**Written instruction:**
Rewrite the lines below, replacing "necktie" with "tie" everywhere and leaving everything else unchanged.

**Data to use:**

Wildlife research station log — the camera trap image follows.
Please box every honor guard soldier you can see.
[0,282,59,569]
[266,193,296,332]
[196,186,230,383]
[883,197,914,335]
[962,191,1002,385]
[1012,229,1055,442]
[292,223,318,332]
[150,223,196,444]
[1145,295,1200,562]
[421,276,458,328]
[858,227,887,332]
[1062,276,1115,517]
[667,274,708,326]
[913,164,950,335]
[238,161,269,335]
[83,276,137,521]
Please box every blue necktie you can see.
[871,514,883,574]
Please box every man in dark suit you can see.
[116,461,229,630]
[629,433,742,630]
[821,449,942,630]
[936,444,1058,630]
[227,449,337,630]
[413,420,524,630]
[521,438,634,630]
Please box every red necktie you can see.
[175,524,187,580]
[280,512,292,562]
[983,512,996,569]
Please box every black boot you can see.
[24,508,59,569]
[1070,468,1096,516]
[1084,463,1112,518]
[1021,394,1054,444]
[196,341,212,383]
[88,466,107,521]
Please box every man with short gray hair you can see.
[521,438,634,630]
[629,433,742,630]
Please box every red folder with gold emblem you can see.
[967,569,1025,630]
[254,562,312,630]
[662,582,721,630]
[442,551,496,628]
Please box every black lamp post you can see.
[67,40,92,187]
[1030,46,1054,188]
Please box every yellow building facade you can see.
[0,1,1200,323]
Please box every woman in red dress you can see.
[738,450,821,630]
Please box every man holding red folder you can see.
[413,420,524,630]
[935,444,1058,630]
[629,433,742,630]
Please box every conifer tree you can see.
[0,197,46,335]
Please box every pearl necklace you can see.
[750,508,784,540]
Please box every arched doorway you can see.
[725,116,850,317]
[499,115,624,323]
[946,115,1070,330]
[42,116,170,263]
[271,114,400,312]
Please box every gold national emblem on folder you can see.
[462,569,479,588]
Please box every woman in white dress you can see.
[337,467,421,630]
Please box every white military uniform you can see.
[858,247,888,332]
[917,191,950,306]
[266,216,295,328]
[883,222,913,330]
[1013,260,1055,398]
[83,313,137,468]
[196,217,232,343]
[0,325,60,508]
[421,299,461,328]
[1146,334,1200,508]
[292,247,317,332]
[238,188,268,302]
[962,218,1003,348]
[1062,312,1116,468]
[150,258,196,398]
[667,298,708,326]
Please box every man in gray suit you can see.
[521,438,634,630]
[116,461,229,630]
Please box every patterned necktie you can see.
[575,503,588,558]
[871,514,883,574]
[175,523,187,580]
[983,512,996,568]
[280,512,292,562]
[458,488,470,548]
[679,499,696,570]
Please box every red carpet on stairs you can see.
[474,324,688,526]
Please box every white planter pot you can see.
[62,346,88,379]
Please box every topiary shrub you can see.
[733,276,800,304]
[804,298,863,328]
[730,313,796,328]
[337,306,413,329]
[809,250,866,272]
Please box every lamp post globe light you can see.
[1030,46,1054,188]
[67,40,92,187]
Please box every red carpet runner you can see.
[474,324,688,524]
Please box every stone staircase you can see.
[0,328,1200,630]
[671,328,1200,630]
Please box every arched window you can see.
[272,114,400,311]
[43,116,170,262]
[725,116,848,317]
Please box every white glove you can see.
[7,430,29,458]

**In response:**
Wildlife research station log — the camera trap image follows.
Please box every honor guard soldier you can see.
[0,282,59,569]
[266,193,296,332]
[196,186,230,383]
[883,197,914,335]
[962,191,1002,385]
[1012,229,1055,442]
[292,223,318,332]
[150,223,196,444]
[1145,295,1200,562]
[421,276,458,328]
[858,227,887,332]
[1062,276,1115,517]
[667,274,708,326]
[913,164,950,335]
[238,161,269,335]
[83,276,137,521]
Please box every blue tie you can see.
[871,514,883,574]
Please box every man in dark suit you can see.
[116,461,229,630]
[629,433,742,630]
[821,449,942,630]
[936,444,1058,630]
[227,449,337,630]
[413,420,524,630]
[521,438,634,630]
Please box every red tie you can see.
[175,524,187,580]
[280,512,292,562]
[983,512,996,569]
Please box every black boot you can see.
[24,508,59,569]
[1070,468,1096,516]
[1084,463,1112,518]
[1021,394,1054,444]
[196,341,212,383]
[88,466,107,521]
Please box every man with short gray hair you can see.
[521,438,634,630]
[629,433,742,630]
Please box every red folder with gold emblem you can see.
[967,569,1025,630]
[254,562,312,630]
[662,582,721,630]
[442,551,496,628]
Please box every black lamp post you can see.
[67,40,92,187]
[1030,46,1054,188]
Please box every yellow building facade you can see.
[0,1,1200,323]
Please box every woman in red dress you can see.
[738,450,821,630]
Please box every man holding red folder you can see.
[413,420,524,630]
[935,444,1058,630]
[629,433,742,630]
Please box every conifer tree you can see.
[0,197,46,335]
Please box every pearl necklace you can see.
[750,508,784,540]
Please box every arched doorway you can see.
[725,116,850,317]
[499,115,624,323]
[946,115,1070,330]
[42,116,170,263]
[271,114,400,312]
Please box every gold national emblem on folder you can see.
[462,569,479,588]
Please box every woman in white dress you can see.
[337,467,421,630]
Please box every white military uniform you can see.
[858,247,888,332]
[917,191,950,306]
[266,216,295,328]
[883,222,913,330]
[1013,260,1055,398]
[83,313,137,468]
[196,217,232,343]
[0,325,60,508]
[421,299,461,328]
[1146,334,1200,508]
[292,247,317,332]
[238,188,268,302]
[962,218,1003,348]
[1062,312,1116,468]
[150,258,196,398]
[667,298,708,326]
Please box every man in gray suit you can see.
[521,438,634,630]
[116,461,229,630]
Please box every patterned tie you can see.
[575,503,588,558]
[871,514,883,574]
[175,523,187,580]
[983,512,996,568]
[280,512,292,562]
[458,488,470,548]
[679,499,696,570]
Please box every red carpet on stairs you can see.
[474,324,688,526]
Please box every white planter pot you can see.
[62,346,88,379]
Please box every topiary shrub you can see.
[733,276,800,304]
[804,298,863,328]
[730,313,796,328]
[337,306,413,329]
[809,250,866,272]
Please box every lamp post globe light you can see.
[1030,46,1054,188]
[67,40,92,187]
Please box every red carpet runner you can see.
[474,324,688,524]
Please box every stone staircase you can see.
[0,328,1200,630]
[671,328,1200,630]
Please box every arched window you can see.
[272,114,400,311]
[43,116,170,262]
[725,116,848,317]
Please box every white glove you can see.
[7,430,29,458]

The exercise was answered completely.